WHAT THE EXERCISE ASKS>
Present the lines below again, exactly as they stand.

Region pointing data
========

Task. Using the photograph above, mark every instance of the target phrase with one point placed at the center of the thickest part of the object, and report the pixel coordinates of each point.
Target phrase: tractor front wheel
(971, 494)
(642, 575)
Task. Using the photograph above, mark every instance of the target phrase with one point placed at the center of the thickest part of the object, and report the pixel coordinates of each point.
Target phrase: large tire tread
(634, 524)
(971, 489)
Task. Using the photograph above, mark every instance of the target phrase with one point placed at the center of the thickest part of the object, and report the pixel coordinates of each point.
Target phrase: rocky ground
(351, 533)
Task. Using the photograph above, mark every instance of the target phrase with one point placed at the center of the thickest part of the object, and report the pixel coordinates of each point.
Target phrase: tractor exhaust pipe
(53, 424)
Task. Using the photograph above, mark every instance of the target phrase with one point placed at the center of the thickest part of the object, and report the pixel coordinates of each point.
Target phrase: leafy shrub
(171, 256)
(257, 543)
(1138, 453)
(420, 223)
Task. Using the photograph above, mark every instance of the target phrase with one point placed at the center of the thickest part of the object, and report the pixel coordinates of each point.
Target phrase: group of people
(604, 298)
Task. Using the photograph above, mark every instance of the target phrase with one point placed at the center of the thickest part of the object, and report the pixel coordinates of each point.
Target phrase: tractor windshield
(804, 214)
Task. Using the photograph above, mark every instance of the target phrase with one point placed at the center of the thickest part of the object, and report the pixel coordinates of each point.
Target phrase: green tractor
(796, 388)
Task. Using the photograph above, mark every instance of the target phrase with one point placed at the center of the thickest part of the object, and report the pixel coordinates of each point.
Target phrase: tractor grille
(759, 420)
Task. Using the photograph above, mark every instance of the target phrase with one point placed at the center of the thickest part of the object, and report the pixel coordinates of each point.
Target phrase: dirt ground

========

RESULT>
Task. Using the photograph above, mark every instance of the target phrase with one point placed at the center of the thickest part of the object, and report the pixel coordinates of each point.
Target phrase: tractor front wheel
(971, 494)
(642, 575)
Task. Using the photograph above, mark every instance of the target phrase with one point placed at the center of the thickest part of the object, and report the pixel coordinates of each point.
Target phrase: large tire tread
(634, 524)
(971, 489)
Task. Using the photograph above, mark every instance of the target phrase with one point placed at the center of the thickest part of the object, and report the pixel coordinates of each point.
Target phrase: rocky ground
(351, 533)
Task. Using the photograph above, mark every instance of the target phrase with one point placed at the center of the thickest part of the object, and report the pixel coordinates of each point.
Target phrase: tractor exhaust pipe
(53, 424)
Task. Using the photograph above, mark every instance of the target phrase with one point placed at the center of the thickest part of the object, and report the pixel coordinates of each point.
Target phrase: leafy shrub
(171, 256)
(257, 543)
(1138, 453)
(420, 223)
Task. Using the photograph above, mark every instance of the target phrase with one point placed at the center of the thickest part of the object, and report the pixel coordinates of each point.
Target phrase: group of people
(604, 298)
Task. Using the photograph above, mark every instance of the target phrase with one point placed at the center of the thickest part of the object, and report the pixel coordinates of each point.
Target phrase: tractor windshield
(804, 214)
Task. Using the photograph above, mark every instance of the target phrase with one point placed at the center of the thickest part of the object, and report the pixel coordinates of each point.
Target phrase: green tractor
(796, 388)
Task. Using the photograph above, mark every instance of the target phrase with one point placed at the center of the thickest part of the object, and report the pixel coordinates of each point.
Target phrase: tractor grille
(759, 420)
Task. Using the photograph above, mark every instance of the target phrase with one point placed at the center of the thickest part of the object, and report the pixel coordinates of each point.
Target phrase: dirt ground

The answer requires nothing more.